§ What you will do: Write the entries out again. Each one must match exactly.

§ Data section:
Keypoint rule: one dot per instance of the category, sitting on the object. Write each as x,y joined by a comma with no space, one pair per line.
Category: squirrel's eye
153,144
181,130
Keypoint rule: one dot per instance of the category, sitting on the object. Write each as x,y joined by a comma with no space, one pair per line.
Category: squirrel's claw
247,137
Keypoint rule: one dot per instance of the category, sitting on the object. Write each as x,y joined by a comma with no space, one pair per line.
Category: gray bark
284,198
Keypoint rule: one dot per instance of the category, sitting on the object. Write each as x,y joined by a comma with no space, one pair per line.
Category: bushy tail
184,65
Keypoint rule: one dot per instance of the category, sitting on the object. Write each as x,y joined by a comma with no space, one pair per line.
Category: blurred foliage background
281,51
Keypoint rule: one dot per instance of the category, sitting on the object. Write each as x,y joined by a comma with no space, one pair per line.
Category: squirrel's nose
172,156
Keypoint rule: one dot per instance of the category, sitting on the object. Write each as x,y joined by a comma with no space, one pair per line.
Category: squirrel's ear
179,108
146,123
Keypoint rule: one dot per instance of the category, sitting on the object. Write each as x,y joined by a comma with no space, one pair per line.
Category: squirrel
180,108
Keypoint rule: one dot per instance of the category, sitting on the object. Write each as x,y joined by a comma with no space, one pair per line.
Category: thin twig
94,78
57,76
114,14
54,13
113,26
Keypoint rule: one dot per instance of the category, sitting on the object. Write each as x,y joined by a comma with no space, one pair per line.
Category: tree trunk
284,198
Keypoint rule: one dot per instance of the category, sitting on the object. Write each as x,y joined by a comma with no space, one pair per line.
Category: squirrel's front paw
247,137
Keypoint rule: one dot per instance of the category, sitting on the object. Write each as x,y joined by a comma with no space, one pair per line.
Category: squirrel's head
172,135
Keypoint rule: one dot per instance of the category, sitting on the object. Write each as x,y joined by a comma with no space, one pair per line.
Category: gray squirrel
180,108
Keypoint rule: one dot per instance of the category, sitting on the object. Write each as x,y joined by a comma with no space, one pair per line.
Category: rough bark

§ Finished exercise:
Keypoint rule: one dot per instance of the category, sitting on the object. Write each as x,y joined by a comma with no space, one pair per line.
Category: squirrel's eye
153,144
181,130
Keypoint rule: one dot per instance of the category, sitting on the object. Write each as x,y joined by a comma with no space, one pair per line.
Category: squirrel's claw
247,137
Keypoint rule: one dot per instance of the category, sitting on the object. Write each as x,y joined by a comma with no space, one pair per line.
Category: gray bark
284,198
Keypoint rule: one dot per instance of the category, sitting on the object. Write each as x,y joined by a comma with no space, one pair per line.
Category: bushy tail
184,65
Keypoint rule: one dot per instance of the category, sitting on the object. Write each as x,y joined by a comma with no space, one pair per line.
Category: blurred foliage background
281,51
Keypoint rule: one dot per instance of the category, sitting on the object. Write each as x,y joined by a comma with no space, one pair per line.
Category: squirrel's nose
172,156
Keypoint rule: one dot per instance of the category, sitting on the object. Write each as x,y joined by a comma with no space, one pair per line.
Category: squirrel's ear
179,108
146,123
Keypoint rule: one dot per instance of the category, sitting on the object. Write each as x,y joined by a comma with no space, one pair per line.
Category: squirrel
180,108
Keypoint rule: one dot per instance of the category, sitting on the object. Write each as x,y joined by a comma with no space, one pair per line.
Category: thin twig
94,78
57,76
114,14
54,13
113,26
Keypoint rule: one dot per instance of the category, sitting on the object. Write each as x,y joined by a comma with no space, one pair per line.
Category: tree trunk
284,198
Keypoint rule: one dot per instance of the category, sitting on the object. Write each as x,y joined by a comma with no space, one pair per line.
Category: squirrel's front paw
247,137
Keypoint rule: one dot per instance of the category, sitting on the object. Write each as x,y joined by a comma with no space, one pair per line.
Category: squirrel's head
172,135
Keypoint rule: one dot per instance of the category, sitting on the object. Write each as x,y joined by a comma with no space, one pair per line.
Category: gray squirrel
180,108
Keypoint rule: one dot per instance of the category, sitting on the object. Write each as x,y joined by a comma with no space, one pair per line.
Category: rough bark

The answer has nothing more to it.